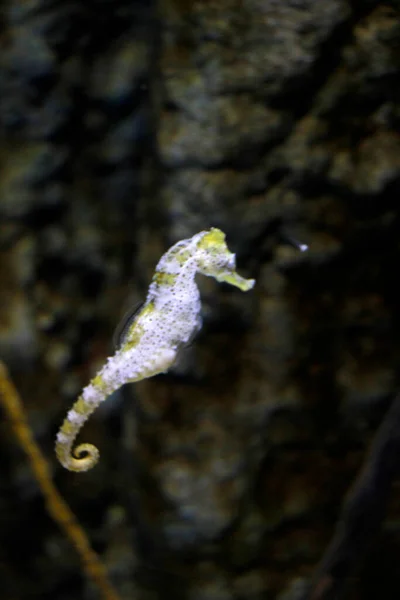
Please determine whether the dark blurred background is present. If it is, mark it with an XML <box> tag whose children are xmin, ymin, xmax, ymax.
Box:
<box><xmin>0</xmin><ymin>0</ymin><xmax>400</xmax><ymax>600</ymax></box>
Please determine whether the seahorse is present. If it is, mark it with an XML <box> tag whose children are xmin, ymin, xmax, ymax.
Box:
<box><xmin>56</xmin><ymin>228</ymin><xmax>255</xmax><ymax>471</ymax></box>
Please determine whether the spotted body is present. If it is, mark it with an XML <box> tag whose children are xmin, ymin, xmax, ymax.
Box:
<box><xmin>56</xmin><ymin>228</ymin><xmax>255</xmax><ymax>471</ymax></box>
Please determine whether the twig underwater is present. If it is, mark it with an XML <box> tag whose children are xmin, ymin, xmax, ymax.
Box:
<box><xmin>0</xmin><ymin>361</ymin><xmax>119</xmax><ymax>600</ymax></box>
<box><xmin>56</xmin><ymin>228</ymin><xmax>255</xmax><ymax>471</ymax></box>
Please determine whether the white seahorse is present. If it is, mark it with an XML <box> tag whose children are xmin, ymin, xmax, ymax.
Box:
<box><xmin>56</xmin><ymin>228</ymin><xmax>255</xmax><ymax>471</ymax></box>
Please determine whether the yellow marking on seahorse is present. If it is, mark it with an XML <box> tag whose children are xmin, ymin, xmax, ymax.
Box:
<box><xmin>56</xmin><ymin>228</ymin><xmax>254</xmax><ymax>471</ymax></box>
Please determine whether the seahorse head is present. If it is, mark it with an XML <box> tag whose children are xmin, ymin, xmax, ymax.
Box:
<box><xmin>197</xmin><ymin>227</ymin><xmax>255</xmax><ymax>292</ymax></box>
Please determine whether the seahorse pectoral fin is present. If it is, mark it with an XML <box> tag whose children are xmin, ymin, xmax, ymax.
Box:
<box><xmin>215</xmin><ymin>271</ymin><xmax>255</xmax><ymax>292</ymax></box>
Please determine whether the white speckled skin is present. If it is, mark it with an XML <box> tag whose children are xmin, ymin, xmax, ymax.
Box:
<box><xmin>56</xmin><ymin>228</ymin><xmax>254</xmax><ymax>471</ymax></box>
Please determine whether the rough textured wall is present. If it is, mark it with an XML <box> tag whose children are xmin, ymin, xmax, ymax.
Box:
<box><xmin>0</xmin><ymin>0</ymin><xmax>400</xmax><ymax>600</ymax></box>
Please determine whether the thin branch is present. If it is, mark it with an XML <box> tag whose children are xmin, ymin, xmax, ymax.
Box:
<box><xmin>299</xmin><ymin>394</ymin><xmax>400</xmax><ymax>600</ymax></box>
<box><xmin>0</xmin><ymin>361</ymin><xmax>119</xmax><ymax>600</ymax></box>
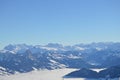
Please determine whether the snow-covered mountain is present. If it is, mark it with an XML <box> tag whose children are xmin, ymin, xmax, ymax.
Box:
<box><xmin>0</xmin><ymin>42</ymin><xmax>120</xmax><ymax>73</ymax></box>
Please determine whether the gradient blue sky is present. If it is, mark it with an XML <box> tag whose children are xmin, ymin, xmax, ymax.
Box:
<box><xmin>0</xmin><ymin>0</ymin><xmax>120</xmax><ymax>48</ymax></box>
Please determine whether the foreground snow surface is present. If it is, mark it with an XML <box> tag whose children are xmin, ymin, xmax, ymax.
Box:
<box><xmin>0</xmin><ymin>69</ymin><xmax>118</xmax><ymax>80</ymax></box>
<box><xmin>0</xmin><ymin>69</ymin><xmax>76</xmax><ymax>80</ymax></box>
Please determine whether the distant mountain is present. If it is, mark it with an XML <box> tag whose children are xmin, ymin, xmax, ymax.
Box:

_____

Write out the listing again with every "seahorse" changed to "sea horse" and everything else left as it is. Leave out the pictures.

Please determine whether the dark blurred background is present. If it is, mark it with an XML <box> tag whose children are xmin, ymin, xmax, ymax.
Box:
<box><xmin>0</xmin><ymin>0</ymin><xmax>400</xmax><ymax>600</ymax></box>
Please determine whether the sea horse is present. If it is, mark it with an XML <box> tag whose children are xmin, ymin, xmax, ymax.
Box:
<box><xmin>56</xmin><ymin>228</ymin><xmax>255</xmax><ymax>471</ymax></box>
Please determine whether the spotted body is present. If it is, mark it with an XML <box> tag whose children are xmin, ymin, xmax, ymax.
Box:
<box><xmin>56</xmin><ymin>228</ymin><xmax>255</xmax><ymax>471</ymax></box>
Please determine whether the twig underwater is present. If it is, mark it with an XML <box> tag whose children are xmin, ymin, xmax, ymax.
Box:
<box><xmin>0</xmin><ymin>361</ymin><xmax>119</xmax><ymax>600</ymax></box>
<box><xmin>56</xmin><ymin>228</ymin><xmax>255</xmax><ymax>471</ymax></box>
Please determine whether the white sea horse is present. If it is, mark it with an XML <box> tag whose children are xmin, ymin, xmax, ymax.
Box:
<box><xmin>56</xmin><ymin>228</ymin><xmax>255</xmax><ymax>471</ymax></box>
Please determine whether the yellow marking on sea horse is present. If it is, mark it with an XML <box> tag whose children are xmin, ymin, xmax, ymax.
Box:
<box><xmin>56</xmin><ymin>228</ymin><xmax>254</xmax><ymax>471</ymax></box>
Please determine whether the sea horse head is present. If it is, mark it with an XML <box> tag whose children are xmin, ymin, xmax, ymax.
Box:
<box><xmin>197</xmin><ymin>227</ymin><xmax>255</xmax><ymax>292</ymax></box>
Please determine whether the sea horse pectoral fin is present. If it is, mark it with an XML <box> tag whose children are xmin, ymin, xmax, ymax.
Box:
<box><xmin>215</xmin><ymin>271</ymin><xmax>255</xmax><ymax>292</ymax></box>
Please determine whether the white speckled skin is present. If it is, mark it with an XML <box> tag whose children are xmin, ymin, xmax, ymax.
Box:
<box><xmin>56</xmin><ymin>228</ymin><xmax>254</xmax><ymax>471</ymax></box>
Please determine whether the rough textured wall is present. If it is, mark it with an XML <box> tag whose children are xmin, ymin, xmax, ymax.
Box:
<box><xmin>0</xmin><ymin>0</ymin><xmax>400</xmax><ymax>600</ymax></box>
Please determine whether the thin branch is present. If it is, mark it with an XML <box> tag whose children are xmin, ymin, xmax, ymax.
Box:
<box><xmin>299</xmin><ymin>394</ymin><xmax>400</xmax><ymax>600</ymax></box>
<box><xmin>0</xmin><ymin>361</ymin><xmax>119</xmax><ymax>600</ymax></box>
Please determine whether the snow-covered mountain is present. If it is, mark it with an XML <box> tag whose children are xmin, ymin, xmax, ymax.
Box:
<box><xmin>0</xmin><ymin>42</ymin><xmax>120</xmax><ymax>73</ymax></box>
Please determine whether the gradient blue sky is present. If it is, mark it with an XML <box> tag whose children are xmin, ymin, xmax, ymax.
Box:
<box><xmin>0</xmin><ymin>0</ymin><xmax>120</xmax><ymax>48</ymax></box>
Please determine whether the foreground snow surface is present. If it is, mark it with an XML <box> tag whose children are xmin, ymin, xmax, ymax.
Box:
<box><xmin>0</xmin><ymin>69</ymin><xmax>118</xmax><ymax>80</ymax></box>
<box><xmin>0</xmin><ymin>69</ymin><xmax>76</xmax><ymax>80</ymax></box>
Please determine whether the distant mountain is present. If it is, mark it with an XML <box> tag whose children are xmin, ymin, xmax, ymax.
Box:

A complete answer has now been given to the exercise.